§ **WHAT IS REQUIRED**: Copy out all of the entries, keeping every word the same.

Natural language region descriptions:
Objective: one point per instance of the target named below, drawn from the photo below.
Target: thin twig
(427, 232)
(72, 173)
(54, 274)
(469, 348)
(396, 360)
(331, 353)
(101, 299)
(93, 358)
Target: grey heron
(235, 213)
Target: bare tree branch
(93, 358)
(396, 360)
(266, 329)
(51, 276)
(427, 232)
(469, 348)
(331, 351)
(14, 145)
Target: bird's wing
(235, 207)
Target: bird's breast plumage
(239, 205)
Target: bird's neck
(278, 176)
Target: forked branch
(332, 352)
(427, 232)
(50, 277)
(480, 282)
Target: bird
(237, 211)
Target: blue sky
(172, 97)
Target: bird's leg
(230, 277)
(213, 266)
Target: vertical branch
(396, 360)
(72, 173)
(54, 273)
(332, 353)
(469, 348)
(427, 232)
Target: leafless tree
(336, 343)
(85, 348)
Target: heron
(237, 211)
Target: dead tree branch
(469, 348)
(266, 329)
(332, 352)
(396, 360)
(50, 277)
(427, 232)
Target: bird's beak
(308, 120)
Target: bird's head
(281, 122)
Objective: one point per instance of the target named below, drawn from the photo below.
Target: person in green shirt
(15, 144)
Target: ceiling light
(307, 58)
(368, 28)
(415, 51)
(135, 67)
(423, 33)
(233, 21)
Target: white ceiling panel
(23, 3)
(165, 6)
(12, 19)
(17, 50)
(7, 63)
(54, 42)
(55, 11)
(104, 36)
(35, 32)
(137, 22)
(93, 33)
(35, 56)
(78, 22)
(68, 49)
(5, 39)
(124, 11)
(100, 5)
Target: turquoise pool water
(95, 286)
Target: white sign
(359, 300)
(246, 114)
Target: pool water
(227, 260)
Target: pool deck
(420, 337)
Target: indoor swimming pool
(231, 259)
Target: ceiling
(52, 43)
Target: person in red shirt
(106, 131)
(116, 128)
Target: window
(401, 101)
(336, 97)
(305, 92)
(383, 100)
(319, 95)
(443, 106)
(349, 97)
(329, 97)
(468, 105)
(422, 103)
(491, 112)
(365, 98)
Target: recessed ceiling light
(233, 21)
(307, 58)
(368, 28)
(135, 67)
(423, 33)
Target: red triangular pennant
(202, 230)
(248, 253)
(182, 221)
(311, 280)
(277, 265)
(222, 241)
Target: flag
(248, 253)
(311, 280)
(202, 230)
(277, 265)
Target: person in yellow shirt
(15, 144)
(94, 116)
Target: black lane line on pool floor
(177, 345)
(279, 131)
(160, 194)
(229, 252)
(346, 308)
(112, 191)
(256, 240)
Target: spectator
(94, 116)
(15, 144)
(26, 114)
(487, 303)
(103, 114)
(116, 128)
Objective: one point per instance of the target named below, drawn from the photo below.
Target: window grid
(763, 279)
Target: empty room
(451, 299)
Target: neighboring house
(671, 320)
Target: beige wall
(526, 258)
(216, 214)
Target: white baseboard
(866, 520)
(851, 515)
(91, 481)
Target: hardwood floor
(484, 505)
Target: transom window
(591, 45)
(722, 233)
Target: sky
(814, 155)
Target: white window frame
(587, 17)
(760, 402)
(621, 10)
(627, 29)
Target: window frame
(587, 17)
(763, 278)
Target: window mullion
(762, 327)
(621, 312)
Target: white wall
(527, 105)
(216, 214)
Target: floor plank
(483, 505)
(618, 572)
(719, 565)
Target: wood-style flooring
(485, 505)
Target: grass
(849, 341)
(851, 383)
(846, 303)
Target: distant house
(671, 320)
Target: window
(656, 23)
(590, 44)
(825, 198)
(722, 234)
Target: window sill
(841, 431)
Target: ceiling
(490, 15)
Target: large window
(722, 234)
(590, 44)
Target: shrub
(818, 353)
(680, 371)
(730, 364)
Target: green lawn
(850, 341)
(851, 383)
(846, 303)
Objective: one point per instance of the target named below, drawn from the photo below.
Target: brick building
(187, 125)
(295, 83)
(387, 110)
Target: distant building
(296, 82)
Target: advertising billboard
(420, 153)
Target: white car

§ **TASK RESULT**:
Objective: one point per instance of the target named below, drawn from the photo below.
Target: thin twig
(427, 232)
(72, 173)
(54, 274)
(469, 348)
(396, 360)
(331, 353)
(101, 299)
(93, 358)
Target: grey heron
(235, 213)
Target: bare tree branch
(93, 358)
(396, 360)
(266, 329)
(51, 276)
(427, 232)
(469, 348)
(331, 351)
(14, 145)
Target: bird's wing
(235, 207)
Target: bird's breast plumage
(239, 205)
Target: bird's neck
(278, 176)
Target: forked branch
(332, 352)
(427, 232)
(50, 277)
(480, 282)
Target: bird
(237, 211)
Target: blue sky
(172, 97)
Target: bird's leg
(230, 277)
(213, 266)
Target: vertical branch
(396, 360)
(72, 173)
(54, 273)
(332, 353)
(469, 348)
(427, 232)
Target: leafless tree
(336, 343)
(85, 348)
Target: heron
(237, 211)
Target: dead tree branch
(469, 348)
(266, 329)
(332, 352)
(396, 360)
(50, 277)
(427, 232)
Target: bird's beak
(308, 120)
Target: bird's head
(281, 122)
Objective: one point per instance of the target named below, drawn from the photo below.
Target: person in green shirt
(15, 144)
Target: ceiling light
(307, 58)
(368, 28)
(415, 51)
(135, 67)
(423, 33)
(233, 21)
Target: white ceiling panel
(23, 3)
(165, 6)
(12, 19)
(17, 50)
(7, 63)
(54, 42)
(55, 11)
(104, 36)
(35, 32)
(137, 22)
(93, 33)
(35, 56)
(78, 22)
(68, 49)
(5, 39)
(124, 11)
(100, 5)
Target: turquoise pool water
(95, 286)
Target: white sign
(359, 300)
(246, 114)
Target: pool water
(227, 260)
Target: pool deck
(420, 337)
Target: indoor swimming pool
(231, 259)
Target: ceiling
(52, 43)
Target: person in red shirt
(106, 131)
(116, 128)
Target: window
(401, 101)
(336, 97)
(305, 92)
(383, 100)
(319, 95)
(443, 106)
(349, 97)
(329, 97)
(468, 105)
(422, 103)
(491, 112)
(365, 98)
Target: recessed ceiling light
(233, 21)
(307, 58)
(368, 28)
(135, 67)
(423, 33)
Target: red triangular pennant
(202, 230)
(248, 253)
(182, 221)
(311, 280)
(277, 265)
(222, 241)
Target: flag
(248, 253)
(311, 280)
(202, 230)
(277, 265)
Target: person in yellow shirt
(15, 144)
(94, 116)
Target: black lane line on pool floor
(177, 345)
(279, 131)
(160, 194)
(229, 252)
(346, 308)
(112, 191)
(256, 240)
Target: spectator
(94, 116)
(15, 144)
(26, 114)
(487, 303)
(103, 114)
(116, 128)
Objective: one point per instance of the target named below, drawn from the photo below.
Target: window grid
(763, 279)
Target: empty room
(451, 299)
Target: neighboring house
(671, 320)
Target: beige wall
(526, 258)
(216, 214)
Target: white baseboard
(866, 520)
(851, 515)
(91, 481)
Target: hardwood floor
(484, 505)
Target: transom window
(591, 45)
(722, 233)
Target: sky
(814, 155)
Target: white window frame
(587, 17)
(760, 402)
(621, 10)
(627, 29)
Target: window frame
(587, 17)
(763, 278)
Target: window mullion
(762, 327)
(621, 312)
Target: white wall
(527, 105)
(216, 214)
Target: floor plank
(483, 505)
(618, 572)
(719, 565)
Target: wood-style flooring
(485, 505)
Target: grass
(849, 341)
(851, 383)
(846, 303)
Target: distant house
(671, 320)
Target: window
(656, 23)
(590, 44)
(825, 198)
(722, 234)
Target: window sill
(841, 431)
Target: ceiling
(490, 15)
Target: large window
(722, 234)
(590, 44)
Target: shrub
(818, 353)
(680, 371)
(730, 364)
Target: green lawn
(850, 341)
(851, 383)
(846, 303)
Objective: one point per instance of the target named below, drawn from the photo below.
Target: brick building
(187, 125)
(295, 83)
(387, 110)
Target: distant building
(296, 82)
Target: advertising billboard
(420, 153)
Target: white car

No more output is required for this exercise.